TASK TO CARRY OUT |
Your copy should match the entries exactly, with the pictures left out.

Region pointing data
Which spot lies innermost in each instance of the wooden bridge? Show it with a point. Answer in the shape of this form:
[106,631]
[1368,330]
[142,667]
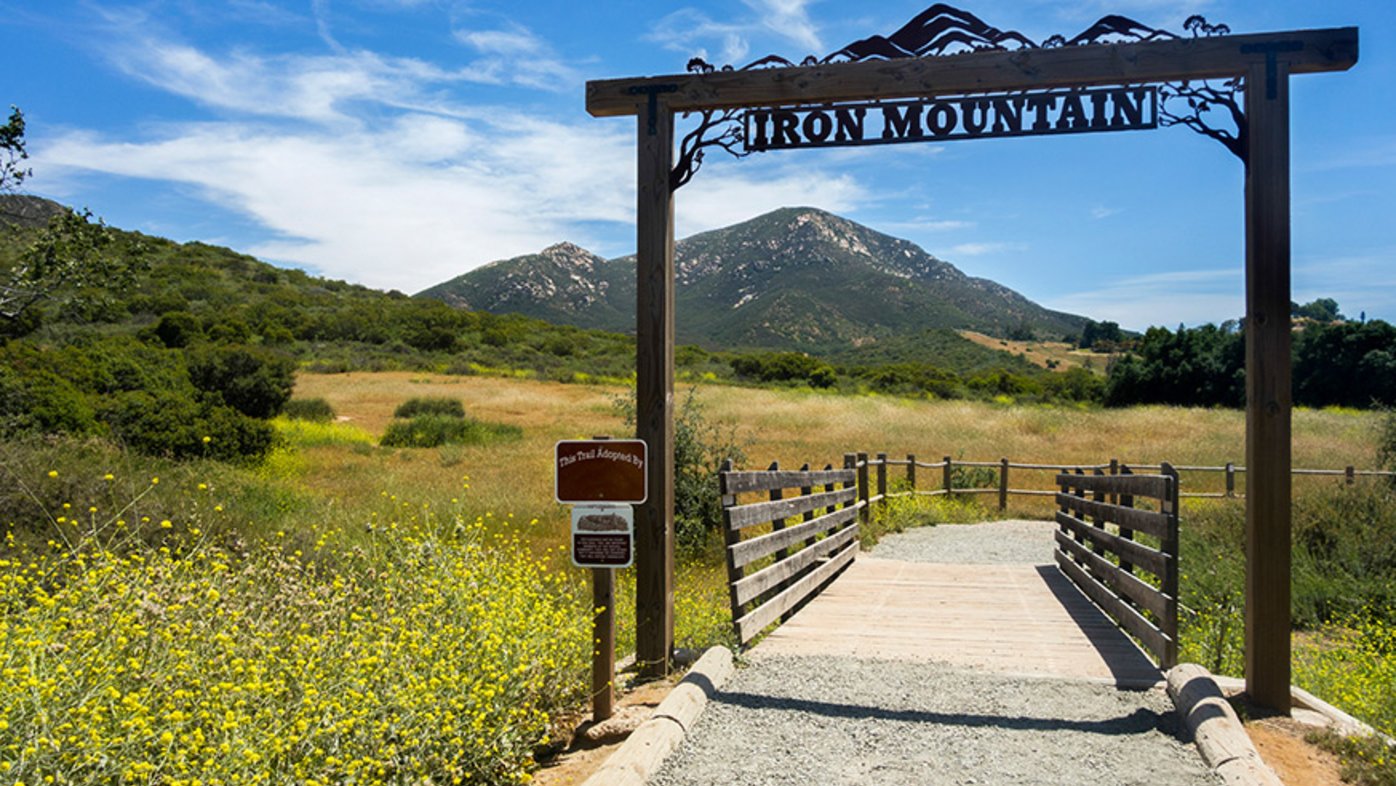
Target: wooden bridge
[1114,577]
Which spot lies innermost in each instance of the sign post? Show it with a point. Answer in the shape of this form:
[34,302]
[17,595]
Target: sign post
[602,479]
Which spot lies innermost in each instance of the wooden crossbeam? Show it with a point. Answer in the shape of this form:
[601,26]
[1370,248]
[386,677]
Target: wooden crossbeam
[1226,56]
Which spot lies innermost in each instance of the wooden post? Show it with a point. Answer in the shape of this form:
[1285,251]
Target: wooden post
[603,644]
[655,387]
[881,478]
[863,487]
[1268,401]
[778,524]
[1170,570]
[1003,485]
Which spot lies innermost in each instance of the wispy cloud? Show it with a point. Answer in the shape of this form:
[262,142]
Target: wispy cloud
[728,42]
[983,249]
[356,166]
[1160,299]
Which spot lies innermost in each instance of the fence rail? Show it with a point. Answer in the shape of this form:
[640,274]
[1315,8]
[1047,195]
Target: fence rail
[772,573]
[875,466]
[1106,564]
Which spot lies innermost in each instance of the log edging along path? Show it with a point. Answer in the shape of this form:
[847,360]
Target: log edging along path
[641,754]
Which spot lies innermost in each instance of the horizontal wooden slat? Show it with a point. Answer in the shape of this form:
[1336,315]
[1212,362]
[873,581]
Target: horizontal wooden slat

RESPONSE TO THIS EXERCISE |
Which spot lies innermost in each instance of the wooden bridge? Show it with a point. Answer in the shape of this form:
[106,631]
[1368,330]
[142,667]
Target: wooden bridge
[1114,577]
Which spot lies innermost in each instance of the sign post? Show it with a point. Answer in the shape of this form:
[34,302]
[17,595]
Target: sign post
[602,479]
Which spot lies innermost in each instance of the wooden crossbeam? Show it with a point. Answer in the shape of this form:
[601,26]
[1370,248]
[386,677]
Target: wooden crossbeam
[1226,56]
Which spot lies innermost in each instance of the wooden post? Show it with a point. Answer in the shape of this form:
[1285,251]
Target: wooden post
[603,644]
[655,387]
[881,478]
[863,487]
[1268,401]
[778,524]
[1170,570]
[1003,485]
Which spot lies innermost in each instance of the wispy cloud? Show it with a point. Answer in the shape of this form:
[262,142]
Target: wispy cloud
[728,42]
[983,249]
[356,166]
[1160,299]
Which spot lies innermost in each instance of the fence rail? Show it with a point. Answer in the shape of this form:
[640,274]
[1315,8]
[1047,195]
Target: fence rail
[772,573]
[875,466]
[1106,564]
Which spot lies innermost in each instance of the log edging along path? Show it with a point. Answer in the shape of this form:
[847,360]
Target: log edging along path
[641,754]
Which spot lies innermost in each instance of the horizontal wooden slat? Show it with a point. Answer in the shape of this form:
[1336,315]
[1212,362]
[873,581]
Target: horizontal wooden slat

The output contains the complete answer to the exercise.